**DIRECTIONS:**
[1] Summarize the article on Youyoucao Eyu's AI tools for manufacturers in two sentences.
[2] Write the next part of the article on Youyoucao Eyu's AI tools for manufacturers, picking up after its final paragraph.

======== DOCUMENT EXCERPT ========

The most attention-grabbing case on-site came from a machinery processing plant in Hechuan, Chongqing. Boss Zhang Desheng, overwhelmed by inventory pressure at the end of last year, decided on a whim to replace his decade-old Excel spreadsheets with the “AI Scheduling Assistant” provided by Youyoucao Eyu. Three months later, the share of stagnant inventory dropped from 18% to 4.7%. “Before, I relied on gut feeling and guesswork. Now, the machine calculates and tells me exactly when to order what materials,” Zhang admitted in a video link. He confessed he doesn’t even understand what a “neural network” is, but he knows that “checking that green score before leaving work every day gives me peace of mind.”
This “silent and seamless” approach to AI deployment is precisely the effect the Youyoucao Eyu team deliberately aims for. They have launched a modular AI service package called “Grassroots Smart Manufacturing,” encapsulating complex machine learning processes into individual business tools: “Inspection Eye” for auto-generating quality inspection reports, “Machine Repair Pass” for predicting equipment failures, and “Customer Sentiment Radar” for analyzing reasons behind customer churn. Each tool supports monthly payment plans and does not require enterprises to hire dedicated data engineers.
“How should enterprises use AI? The core is to find high-frequency, low-risk, and easily verifiable business scenarios,” emphasized Wang Min, operations director at Youyoucao Eyu, during a roundtable discussion. “We’ve seen too many enterprises wanting to go all-in on factory-wide intelligence from the get-go, only to run out of funds halfway. It’s better to start with a small entry point—like letting AI help you write product manuals, auto-reply to customer emails, or predict next month’s sales.” She revealed that Youyoucao Eyu is currently collaborating with a logistics park in Chongqing’s Liangjiang New Area to optimize vehicle dispatch using AI, with an expected reduction of over 12% in empty-load rates.

======== DATA SEGMENT ========

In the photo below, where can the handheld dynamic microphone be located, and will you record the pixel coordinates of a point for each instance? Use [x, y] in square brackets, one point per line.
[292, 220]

========

**ANSWERS BY TASK:**
[1] A machinery plant owner in Hechuan, Chongqing, Zhang Desheng, replaced his Excel spreadsheets with Youyoucao Eyu's "AI Scheduling Assistant," and within three months his share of stagnant inventory fell from 18% to 4.7%. Youyoucao Eyu offers "Grassroots Smart Manufacturing," a modular AI package sold on monthly payment plans, and its operations director Wang Min advises enterprises to begin with high-frequency, low-risk, easily verifiable business scenarios instead of going all-in on factory-wide intelligence.

[2]
After the forum, many business owners crowded around Youyoucao Eyu’s booth. A young man working in cross-border e-commerce asked, “My customer service team has only three people. Can AI replace them?” The technical consultant replied, “It’s not about replacement; it’s about freeing them from repetitive tasks so they can handle complaints and customized requests that truly require a human touch.” The answer made the young man nod thoughtfully.
From Wuhan’s Optics Valley to Chongqing’s Liangjiang, Youyoucao Eyu’s expansion path is clear: first, thoroughly understand the real pain points of regional industrial chains, then tackle them one by one with lightweight AI tools. This pragmatic approach may well be the most down-to-earth answer to the grand question of “how enterprises should use AI.” As Li Jun concluded in his speech: “AI is not magic; it’s a tool. Whether a tool is good or not depends on who wields it and for what task.”